* _Work instructions_
Take the line that contains "Practice step: identify the palm" as the first line and the final line of the records as the last; return exactly those lines and the lines between.

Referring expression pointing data

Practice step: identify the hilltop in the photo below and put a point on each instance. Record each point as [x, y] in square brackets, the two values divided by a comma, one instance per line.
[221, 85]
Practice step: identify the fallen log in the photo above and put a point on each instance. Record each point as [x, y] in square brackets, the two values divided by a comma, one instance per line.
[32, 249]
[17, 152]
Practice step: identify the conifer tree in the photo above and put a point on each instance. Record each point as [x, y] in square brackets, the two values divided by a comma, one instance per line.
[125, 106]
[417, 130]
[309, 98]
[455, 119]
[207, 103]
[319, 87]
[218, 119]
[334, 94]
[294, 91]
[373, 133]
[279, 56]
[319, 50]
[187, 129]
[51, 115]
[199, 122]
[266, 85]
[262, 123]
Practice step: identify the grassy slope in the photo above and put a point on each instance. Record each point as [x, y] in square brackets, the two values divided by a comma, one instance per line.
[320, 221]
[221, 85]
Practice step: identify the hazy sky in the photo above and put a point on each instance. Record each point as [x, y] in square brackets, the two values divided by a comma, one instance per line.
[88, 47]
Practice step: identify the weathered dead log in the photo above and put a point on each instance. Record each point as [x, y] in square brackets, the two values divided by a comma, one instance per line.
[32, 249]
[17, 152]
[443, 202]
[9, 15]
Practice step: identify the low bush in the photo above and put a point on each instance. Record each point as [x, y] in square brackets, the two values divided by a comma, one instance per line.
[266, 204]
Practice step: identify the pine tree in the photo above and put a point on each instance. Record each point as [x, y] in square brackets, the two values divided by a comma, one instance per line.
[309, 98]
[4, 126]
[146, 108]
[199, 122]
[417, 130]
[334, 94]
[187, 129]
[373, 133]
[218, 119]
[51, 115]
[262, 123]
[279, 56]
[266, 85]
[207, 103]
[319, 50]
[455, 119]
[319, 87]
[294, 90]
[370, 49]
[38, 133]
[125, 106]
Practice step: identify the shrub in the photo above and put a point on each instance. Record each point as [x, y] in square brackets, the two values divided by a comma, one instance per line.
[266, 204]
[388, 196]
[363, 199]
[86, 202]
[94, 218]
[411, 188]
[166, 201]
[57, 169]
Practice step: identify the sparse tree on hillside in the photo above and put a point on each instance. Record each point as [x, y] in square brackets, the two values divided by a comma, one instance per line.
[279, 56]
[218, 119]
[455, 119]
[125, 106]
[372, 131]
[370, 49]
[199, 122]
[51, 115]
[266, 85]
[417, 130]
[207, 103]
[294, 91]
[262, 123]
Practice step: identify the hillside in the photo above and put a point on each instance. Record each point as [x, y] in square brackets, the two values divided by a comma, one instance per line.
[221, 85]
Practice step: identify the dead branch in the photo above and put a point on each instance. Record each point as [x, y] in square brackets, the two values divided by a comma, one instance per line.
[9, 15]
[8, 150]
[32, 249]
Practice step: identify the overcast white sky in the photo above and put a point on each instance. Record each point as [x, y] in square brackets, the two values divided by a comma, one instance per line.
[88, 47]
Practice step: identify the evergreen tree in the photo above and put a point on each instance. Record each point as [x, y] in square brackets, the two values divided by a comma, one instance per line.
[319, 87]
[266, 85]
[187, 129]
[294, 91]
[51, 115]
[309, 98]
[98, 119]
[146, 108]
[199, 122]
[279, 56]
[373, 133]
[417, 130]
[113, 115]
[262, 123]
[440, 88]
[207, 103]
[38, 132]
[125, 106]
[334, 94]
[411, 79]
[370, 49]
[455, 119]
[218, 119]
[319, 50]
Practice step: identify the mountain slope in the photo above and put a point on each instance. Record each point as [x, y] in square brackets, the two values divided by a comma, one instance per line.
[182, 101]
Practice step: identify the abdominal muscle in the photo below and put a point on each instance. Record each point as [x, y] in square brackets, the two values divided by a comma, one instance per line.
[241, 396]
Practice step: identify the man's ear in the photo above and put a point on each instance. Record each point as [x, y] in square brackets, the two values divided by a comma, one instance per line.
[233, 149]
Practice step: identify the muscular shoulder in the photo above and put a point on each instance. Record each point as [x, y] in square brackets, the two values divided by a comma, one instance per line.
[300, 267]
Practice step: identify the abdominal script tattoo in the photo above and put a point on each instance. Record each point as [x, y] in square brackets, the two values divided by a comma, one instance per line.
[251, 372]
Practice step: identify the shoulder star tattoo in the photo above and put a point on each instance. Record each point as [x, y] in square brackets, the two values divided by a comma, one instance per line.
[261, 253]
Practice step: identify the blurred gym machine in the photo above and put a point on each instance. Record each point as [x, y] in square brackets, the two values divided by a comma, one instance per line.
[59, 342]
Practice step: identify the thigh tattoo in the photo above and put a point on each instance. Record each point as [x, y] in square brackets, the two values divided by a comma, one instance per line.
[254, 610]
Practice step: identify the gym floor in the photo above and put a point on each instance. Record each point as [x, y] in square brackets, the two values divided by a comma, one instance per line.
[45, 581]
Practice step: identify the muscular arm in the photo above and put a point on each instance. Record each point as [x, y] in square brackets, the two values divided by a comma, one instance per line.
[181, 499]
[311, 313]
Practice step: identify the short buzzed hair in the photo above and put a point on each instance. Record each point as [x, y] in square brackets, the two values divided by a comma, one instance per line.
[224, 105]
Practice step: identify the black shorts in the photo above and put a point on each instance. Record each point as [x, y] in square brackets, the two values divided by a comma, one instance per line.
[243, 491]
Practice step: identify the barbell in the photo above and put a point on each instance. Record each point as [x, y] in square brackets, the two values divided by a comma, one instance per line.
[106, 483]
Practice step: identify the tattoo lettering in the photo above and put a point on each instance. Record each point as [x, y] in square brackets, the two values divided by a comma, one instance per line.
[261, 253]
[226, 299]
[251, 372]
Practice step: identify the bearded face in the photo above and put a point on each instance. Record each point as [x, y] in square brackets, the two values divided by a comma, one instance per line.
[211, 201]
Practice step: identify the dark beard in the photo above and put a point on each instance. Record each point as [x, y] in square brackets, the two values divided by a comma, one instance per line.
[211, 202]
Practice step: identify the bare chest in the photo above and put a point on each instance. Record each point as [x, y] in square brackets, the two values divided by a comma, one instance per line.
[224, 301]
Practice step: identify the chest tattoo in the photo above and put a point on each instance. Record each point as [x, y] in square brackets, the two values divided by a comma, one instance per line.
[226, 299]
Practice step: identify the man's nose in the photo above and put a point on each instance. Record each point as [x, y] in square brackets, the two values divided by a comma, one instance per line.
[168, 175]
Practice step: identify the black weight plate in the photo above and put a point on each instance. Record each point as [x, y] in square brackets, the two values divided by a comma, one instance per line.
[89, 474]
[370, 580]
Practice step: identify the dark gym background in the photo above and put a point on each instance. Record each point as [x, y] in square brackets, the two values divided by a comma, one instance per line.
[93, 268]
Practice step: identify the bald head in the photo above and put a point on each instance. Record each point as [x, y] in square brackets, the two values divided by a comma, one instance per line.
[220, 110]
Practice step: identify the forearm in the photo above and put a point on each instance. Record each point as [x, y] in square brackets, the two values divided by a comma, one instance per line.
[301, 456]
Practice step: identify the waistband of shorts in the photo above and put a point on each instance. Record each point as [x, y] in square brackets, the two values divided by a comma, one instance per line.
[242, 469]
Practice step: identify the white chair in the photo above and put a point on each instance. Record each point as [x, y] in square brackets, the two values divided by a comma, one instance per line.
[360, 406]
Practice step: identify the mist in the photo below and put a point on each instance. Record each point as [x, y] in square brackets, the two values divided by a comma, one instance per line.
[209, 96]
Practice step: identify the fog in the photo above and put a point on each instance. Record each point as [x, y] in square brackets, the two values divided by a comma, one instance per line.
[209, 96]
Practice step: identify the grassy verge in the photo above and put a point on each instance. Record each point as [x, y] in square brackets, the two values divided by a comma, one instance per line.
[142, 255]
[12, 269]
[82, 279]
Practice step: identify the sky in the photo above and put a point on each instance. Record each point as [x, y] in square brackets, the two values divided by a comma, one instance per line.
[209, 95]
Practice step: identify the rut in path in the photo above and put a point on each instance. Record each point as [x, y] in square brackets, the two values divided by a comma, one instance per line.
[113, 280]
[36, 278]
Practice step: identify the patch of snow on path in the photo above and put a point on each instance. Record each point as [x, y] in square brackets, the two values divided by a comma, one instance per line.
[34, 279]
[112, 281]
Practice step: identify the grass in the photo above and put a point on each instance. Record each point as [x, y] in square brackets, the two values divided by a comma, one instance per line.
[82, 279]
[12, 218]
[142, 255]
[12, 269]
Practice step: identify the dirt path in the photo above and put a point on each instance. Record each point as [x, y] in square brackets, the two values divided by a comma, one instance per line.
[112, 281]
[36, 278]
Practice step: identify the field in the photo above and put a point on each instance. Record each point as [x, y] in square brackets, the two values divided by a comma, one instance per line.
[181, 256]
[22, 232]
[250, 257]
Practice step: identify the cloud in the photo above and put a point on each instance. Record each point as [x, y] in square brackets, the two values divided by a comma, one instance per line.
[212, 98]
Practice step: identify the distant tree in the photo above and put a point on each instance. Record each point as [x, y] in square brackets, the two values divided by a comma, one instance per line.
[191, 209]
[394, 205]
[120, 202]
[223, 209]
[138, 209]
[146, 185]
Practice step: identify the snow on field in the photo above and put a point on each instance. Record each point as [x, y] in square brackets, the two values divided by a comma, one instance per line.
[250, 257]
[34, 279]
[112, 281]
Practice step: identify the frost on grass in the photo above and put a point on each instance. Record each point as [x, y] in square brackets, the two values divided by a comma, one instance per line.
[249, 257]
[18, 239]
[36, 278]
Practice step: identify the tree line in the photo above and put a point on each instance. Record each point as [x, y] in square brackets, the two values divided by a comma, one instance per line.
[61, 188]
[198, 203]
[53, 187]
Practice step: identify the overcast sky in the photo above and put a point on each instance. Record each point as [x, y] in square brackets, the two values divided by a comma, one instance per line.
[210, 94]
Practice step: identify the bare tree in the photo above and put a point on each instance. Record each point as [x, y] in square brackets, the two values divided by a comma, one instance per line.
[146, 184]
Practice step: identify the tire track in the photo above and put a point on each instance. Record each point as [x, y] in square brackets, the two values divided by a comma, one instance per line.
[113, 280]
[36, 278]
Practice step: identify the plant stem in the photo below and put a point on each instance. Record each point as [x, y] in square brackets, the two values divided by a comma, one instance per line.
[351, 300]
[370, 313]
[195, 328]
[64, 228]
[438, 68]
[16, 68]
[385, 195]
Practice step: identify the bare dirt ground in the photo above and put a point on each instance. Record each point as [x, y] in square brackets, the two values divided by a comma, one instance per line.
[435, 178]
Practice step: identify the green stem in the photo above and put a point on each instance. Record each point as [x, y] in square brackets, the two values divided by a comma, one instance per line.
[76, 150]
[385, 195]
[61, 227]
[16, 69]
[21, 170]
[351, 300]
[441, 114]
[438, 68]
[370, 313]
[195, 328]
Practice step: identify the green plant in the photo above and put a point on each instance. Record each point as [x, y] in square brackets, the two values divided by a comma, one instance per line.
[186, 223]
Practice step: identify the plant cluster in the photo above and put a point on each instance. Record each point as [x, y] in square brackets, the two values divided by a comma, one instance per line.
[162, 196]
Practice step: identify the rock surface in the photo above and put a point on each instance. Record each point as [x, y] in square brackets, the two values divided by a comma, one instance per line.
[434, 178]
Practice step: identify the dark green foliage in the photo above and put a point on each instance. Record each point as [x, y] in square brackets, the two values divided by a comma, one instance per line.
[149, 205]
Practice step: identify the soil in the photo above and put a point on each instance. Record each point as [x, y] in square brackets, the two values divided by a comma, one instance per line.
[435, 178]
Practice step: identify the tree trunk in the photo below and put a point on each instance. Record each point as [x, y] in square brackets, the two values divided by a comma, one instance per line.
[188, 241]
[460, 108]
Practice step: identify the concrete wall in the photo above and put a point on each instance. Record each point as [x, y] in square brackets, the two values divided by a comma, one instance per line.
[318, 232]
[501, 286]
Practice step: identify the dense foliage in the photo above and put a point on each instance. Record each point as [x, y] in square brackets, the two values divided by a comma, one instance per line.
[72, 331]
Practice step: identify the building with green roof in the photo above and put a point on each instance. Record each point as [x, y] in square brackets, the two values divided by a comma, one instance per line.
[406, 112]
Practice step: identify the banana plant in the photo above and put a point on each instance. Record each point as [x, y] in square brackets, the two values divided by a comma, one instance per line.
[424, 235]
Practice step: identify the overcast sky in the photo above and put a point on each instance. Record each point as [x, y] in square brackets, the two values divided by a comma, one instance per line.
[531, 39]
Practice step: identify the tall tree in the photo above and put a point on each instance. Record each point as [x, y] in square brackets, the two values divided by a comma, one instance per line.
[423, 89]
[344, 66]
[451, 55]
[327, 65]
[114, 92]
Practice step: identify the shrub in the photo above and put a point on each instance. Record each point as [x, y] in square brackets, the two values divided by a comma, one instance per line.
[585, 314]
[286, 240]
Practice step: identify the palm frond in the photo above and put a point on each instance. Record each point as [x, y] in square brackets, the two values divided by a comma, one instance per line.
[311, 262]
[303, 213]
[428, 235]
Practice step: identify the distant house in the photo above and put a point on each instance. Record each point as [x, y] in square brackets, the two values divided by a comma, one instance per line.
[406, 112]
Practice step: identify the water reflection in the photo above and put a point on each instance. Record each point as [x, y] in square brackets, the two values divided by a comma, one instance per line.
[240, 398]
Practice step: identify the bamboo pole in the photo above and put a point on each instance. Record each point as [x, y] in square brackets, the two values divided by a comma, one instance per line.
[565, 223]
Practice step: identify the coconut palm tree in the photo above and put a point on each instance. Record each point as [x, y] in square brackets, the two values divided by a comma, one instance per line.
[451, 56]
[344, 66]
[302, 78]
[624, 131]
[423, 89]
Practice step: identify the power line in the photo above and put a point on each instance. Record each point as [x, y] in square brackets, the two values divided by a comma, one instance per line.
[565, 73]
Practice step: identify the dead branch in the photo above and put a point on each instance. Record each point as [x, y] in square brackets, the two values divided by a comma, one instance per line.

* _Response_
Practice step: identify the palm frond in the photo above and put a point on each instance. Record each point as [x, y] in square brackets, the two values divided by a comma, one instance per line.
[311, 262]
[303, 213]
[428, 235]
Practice step: identify the distant house in the photo above and put a point on each instance. Record each point as [x, y] in square brackets, the two values divided by a comma, one instance per line.
[406, 112]
Practice step: identify the water reflection in the photo above and put a point on each instance. Record each point as [x, y] in square brackets, the two values divided by a comma, one instance per line.
[240, 398]
Practice step: identify the bamboo pole in the photo above and put a point on each instance. Record each point as [x, y] in square brackets, the two values divided by a comma, one instance per line.
[565, 223]
Practice step: identify the coconut palm tree in the photo above and put a point on each instance. Record each point as [x, y] in square brackets, the two values divided by a comma, one instance per line.
[451, 56]
[344, 66]
[302, 78]
[624, 131]
[423, 89]
Practice step: identify the power line in the photo above and put a point on each instance. Record each point as [x, y] in square brackets, the two values divided by a comma, one instance per line.
[565, 73]
Practice step: identify the dead branch in the photo above and put a point on each instance. Record each point as [x, y] in square brackets, the two values divided by a comma, one instance per line.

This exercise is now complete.